Toutefois, dans la procédure sans représentation obligatoire, un tel degré d'exigence dans les formalités à accomplir par l'appelant constituerait une charge procédurale excessive, dès lors que celui-ci n'est pas tenu d'être représenté par un professionnel du droit. La faculté de régularisation de la déclaration d'appel ne serait pas de nature à y remédier.
Il en résulte qu'en matière de procédure sans représentation obligatoire, la déclaration d'appel qui mentionne que l'appel tend à la réformation de la décision déférée à la cour d'appel, en omettant d'indiquer les chefs du jugement critiqués, doit s'entendre comme déférant à la connaissance de la cour d'appel l'ensemble des chefs de ce jugement. (2° Civ., 9 septembre 2021, pourvois n° 20-13.673 ...).
En l'espèce, la déclaration d'appel 'total' qui tend à la réformation de la décision déférée à la cour, même si elle omet d'indiquer les chefs du jugement critiqués, doit s'entendre comme déférant à la connaissance de la cour d'appel l'ensemble des chefs de ce jugement. Par suite il convient de retenir l'effet dévolutif de l'appel de M. [X].
Sur la reconnaissance de la faute inexcusable de l'employeur :
Il résulte de l'application combinée des articles L. 452-1 du code de la sécurité sociale, L.4121-1 et L. 4121-2 du code du travail que le manquement à l'obligation légale de sécurité et de protection de la santé à laquelle l'employeur est tenu envers le travailleur a le caractère d'une faute inexcusable lorsque l'employeur avait ou aurait dû avoir conscience du danger auquel était soumis le travailleur et qu'il n'a pas pris les mesures nécessaires pour l'en préserver.
Il est indifférent que la faute inexcusable commise par l'employeur ait été la cause déterminante de l'accident survenu au salarié ou de la maladie l'affectant ; il suffit qu'elle en soit une cause nécessaire, même non exclusive ou indirecte, pour que la responsabilité de l'employeur soit engagée.

**DONNÉES FOURNIES:**
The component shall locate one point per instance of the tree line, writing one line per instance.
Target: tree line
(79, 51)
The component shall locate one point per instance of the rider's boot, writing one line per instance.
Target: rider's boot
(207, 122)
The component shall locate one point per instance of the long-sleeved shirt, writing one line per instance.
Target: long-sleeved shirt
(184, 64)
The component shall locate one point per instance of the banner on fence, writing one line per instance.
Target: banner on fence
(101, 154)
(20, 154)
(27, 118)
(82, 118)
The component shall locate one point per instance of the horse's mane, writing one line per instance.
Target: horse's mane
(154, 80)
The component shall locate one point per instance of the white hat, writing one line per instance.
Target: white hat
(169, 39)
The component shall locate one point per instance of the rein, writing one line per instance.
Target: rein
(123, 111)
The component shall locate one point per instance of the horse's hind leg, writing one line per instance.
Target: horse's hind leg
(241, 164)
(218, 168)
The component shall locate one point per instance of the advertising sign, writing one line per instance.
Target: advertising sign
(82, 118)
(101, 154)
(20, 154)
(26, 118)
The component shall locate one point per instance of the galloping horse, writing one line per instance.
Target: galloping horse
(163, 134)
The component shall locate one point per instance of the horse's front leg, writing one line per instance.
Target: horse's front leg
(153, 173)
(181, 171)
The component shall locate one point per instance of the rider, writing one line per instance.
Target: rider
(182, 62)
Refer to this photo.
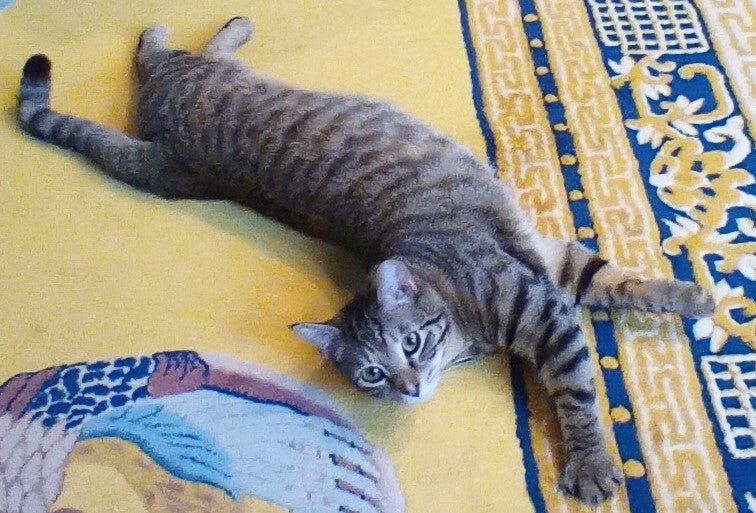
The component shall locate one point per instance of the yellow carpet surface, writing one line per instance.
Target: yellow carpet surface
(623, 123)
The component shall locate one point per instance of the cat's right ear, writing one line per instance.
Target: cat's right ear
(323, 336)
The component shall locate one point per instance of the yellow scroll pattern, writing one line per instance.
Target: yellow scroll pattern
(683, 465)
(514, 107)
(701, 184)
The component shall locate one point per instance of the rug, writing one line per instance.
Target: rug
(182, 432)
(625, 124)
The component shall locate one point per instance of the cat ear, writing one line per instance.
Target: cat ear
(395, 284)
(323, 336)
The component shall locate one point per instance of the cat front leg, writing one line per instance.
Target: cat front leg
(555, 344)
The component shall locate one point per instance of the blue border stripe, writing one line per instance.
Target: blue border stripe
(639, 493)
(739, 472)
(532, 479)
(477, 91)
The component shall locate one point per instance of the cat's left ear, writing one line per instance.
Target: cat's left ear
(395, 284)
(323, 336)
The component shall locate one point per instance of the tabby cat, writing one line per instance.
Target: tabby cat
(458, 270)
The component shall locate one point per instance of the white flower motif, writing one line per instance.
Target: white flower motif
(655, 91)
(684, 227)
(686, 108)
(646, 133)
(747, 227)
(706, 328)
(747, 266)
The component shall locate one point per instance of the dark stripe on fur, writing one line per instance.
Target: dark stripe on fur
(587, 274)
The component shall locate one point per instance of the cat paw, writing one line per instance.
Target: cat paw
(695, 301)
(591, 478)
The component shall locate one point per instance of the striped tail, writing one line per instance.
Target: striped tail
(34, 99)
(127, 159)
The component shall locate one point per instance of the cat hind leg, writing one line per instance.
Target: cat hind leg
(234, 34)
(597, 282)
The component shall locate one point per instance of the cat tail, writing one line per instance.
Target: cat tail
(122, 157)
(596, 282)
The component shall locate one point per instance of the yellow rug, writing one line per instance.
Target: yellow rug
(624, 123)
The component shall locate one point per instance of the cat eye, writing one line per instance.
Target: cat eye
(372, 375)
(411, 344)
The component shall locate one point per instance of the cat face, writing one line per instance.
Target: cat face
(392, 342)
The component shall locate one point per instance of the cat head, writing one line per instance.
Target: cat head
(393, 340)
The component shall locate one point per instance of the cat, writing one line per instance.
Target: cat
(458, 272)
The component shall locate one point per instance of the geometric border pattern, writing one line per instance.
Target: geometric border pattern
(731, 381)
(641, 27)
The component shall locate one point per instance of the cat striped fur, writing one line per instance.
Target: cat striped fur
(458, 270)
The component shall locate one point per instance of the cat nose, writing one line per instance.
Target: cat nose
(409, 387)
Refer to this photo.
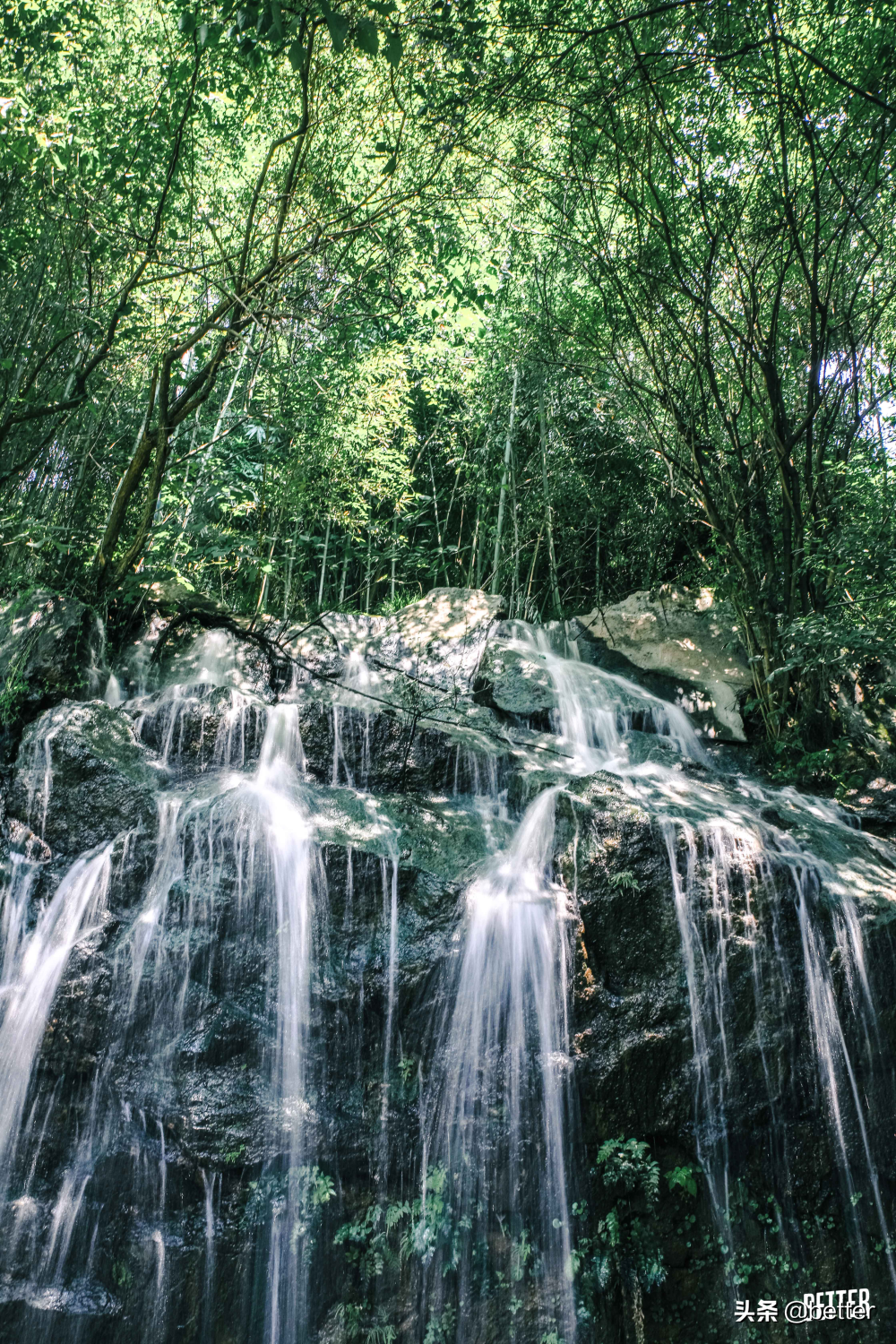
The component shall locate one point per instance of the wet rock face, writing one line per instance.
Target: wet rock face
(632, 1024)
(50, 648)
(82, 779)
(685, 639)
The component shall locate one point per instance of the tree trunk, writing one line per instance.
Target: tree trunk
(548, 526)
(495, 567)
(320, 590)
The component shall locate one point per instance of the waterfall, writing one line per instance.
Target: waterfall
(292, 857)
(231, 1073)
(498, 1099)
(31, 981)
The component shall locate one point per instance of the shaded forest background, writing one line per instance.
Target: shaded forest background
(308, 308)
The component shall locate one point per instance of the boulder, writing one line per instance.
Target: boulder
(689, 639)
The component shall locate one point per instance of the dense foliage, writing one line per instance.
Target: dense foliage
(319, 306)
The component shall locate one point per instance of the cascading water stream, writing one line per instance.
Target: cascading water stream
(726, 860)
(498, 1101)
(31, 978)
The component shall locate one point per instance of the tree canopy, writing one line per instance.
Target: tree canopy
(311, 306)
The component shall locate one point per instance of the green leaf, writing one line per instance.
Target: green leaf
(367, 37)
(338, 26)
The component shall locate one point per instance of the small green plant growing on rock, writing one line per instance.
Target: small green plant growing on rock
(624, 1252)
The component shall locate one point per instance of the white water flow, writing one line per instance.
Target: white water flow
(31, 978)
(292, 859)
(498, 1096)
(737, 881)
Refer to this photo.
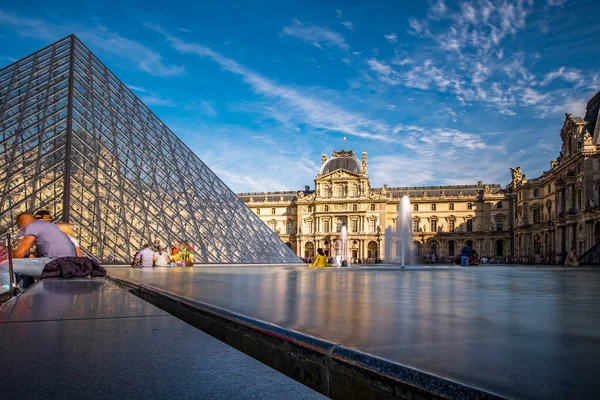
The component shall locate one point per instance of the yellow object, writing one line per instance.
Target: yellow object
(319, 261)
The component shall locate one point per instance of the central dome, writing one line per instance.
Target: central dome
(342, 160)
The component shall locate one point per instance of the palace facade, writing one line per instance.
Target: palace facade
(560, 209)
(535, 220)
(444, 218)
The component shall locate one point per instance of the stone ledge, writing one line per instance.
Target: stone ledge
(329, 368)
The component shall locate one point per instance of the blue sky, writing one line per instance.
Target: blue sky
(436, 92)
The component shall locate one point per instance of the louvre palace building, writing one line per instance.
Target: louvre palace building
(534, 220)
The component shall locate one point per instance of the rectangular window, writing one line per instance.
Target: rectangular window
(536, 216)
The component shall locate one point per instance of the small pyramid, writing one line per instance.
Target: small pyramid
(75, 141)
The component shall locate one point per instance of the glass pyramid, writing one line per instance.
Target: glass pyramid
(75, 141)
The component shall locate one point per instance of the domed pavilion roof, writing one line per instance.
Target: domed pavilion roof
(342, 160)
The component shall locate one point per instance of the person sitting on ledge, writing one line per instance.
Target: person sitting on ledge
(474, 259)
(320, 259)
(49, 241)
(145, 256)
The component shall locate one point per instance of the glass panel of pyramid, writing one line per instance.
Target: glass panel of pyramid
(75, 141)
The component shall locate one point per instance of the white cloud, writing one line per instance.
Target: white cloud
(391, 37)
(343, 21)
(316, 35)
(567, 74)
(290, 104)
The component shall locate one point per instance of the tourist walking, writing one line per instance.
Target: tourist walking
(175, 258)
(161, 258)
(465, 255)
(571, 260)
(320, 259)
(187, 257)
(145, 256)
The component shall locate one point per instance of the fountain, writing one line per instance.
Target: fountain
(341, 249)
(396, 241)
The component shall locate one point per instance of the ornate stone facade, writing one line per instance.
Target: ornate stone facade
(535, 220)
(561, 208)
(444, 217)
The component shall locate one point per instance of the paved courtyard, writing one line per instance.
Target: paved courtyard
(521, 332)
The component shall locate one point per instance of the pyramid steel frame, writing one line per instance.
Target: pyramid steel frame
(75, 141)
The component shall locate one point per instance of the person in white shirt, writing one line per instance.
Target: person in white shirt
(146, 256)
(161, 258)
(66, 228)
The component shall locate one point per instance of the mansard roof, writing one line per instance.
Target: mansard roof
(342, 160)
(438, 191)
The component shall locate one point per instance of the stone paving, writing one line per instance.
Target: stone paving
(521, 332)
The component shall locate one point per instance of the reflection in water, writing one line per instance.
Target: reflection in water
(487, 326)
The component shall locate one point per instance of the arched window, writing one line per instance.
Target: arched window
(415, 225)
(433, 225)
(433, 246)
(451, 248)
(499, 248)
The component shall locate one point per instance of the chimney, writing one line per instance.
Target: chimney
(364, 162)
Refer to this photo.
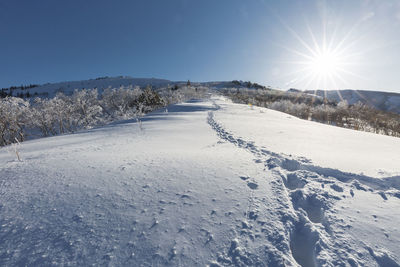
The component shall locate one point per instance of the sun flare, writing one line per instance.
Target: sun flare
(326, 63)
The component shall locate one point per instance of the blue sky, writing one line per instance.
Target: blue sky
(270, 42)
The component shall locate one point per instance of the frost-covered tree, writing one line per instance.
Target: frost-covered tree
(86, 107)
(14, 114)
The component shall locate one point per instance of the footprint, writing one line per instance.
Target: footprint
(244, 178)
(252, 185)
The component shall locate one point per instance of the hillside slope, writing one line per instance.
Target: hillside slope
(380, 100)
(204, 182)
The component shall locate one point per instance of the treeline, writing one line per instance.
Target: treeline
(358, 116)
(5, 92)
(21, 119)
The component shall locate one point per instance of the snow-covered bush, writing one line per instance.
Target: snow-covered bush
(357, 116)
(83, 109)
(121, 102)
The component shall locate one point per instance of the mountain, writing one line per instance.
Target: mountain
(101, 83)
(50, 89)
(206, 182)
(384, 101)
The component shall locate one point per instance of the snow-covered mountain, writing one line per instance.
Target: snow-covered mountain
(51, 89)
(205, 182)
(380, 100)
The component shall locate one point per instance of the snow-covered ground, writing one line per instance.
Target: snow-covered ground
(385, 101)
(206, 183)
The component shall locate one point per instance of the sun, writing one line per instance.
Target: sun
(325, 63)
(328, 60)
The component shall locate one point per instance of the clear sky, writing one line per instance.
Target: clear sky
(277, 43)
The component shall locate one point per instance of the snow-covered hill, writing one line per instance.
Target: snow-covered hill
(201, 183)
(380, 100)
(50, 89)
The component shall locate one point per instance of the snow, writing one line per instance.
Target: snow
(385, 101)
(205, 182)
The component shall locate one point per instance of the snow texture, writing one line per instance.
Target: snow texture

**OBJECTIF DE L'EXERCICE:** Recopiez sans aucune modification le passage de l'extrait à lire qui s'ouvre sur les mots contenant « Sur la reconnaissance » et se termine par « l'employeur soit engagée. ».

**RÉSULTAT ATTENDU:**
Sur la reconnaissance de la faute inexcusable de l'employeur :
Il résulte de l'application combinée des articles L. 452-1 du code de la sécurité sociale, L.4121-1 et L. 4121-2 du code du travail que le manquement à l'obligation légale de sécurité et de protection de la santé à laquelle l'employeur est tenu envers le travailleur a le caractère d'une faute inexcusable lorsque l'employeur avait ou aurait dû avoir conscience du danger auquel était soumis le travailleur et qu'il n'a pas pris les mesures nécessaires pour l'en préserver.
Il est indifférent que la faute inexcusable commise par l'employeur ait été la cause déterminante de l'accident survenu au salarié ou de la maladie l'affectant ; il suffit qu'elle en soit une cause nécessaire, même non exclusive ou indirecte, pour que la responsabilité de l'employeur soit engagée.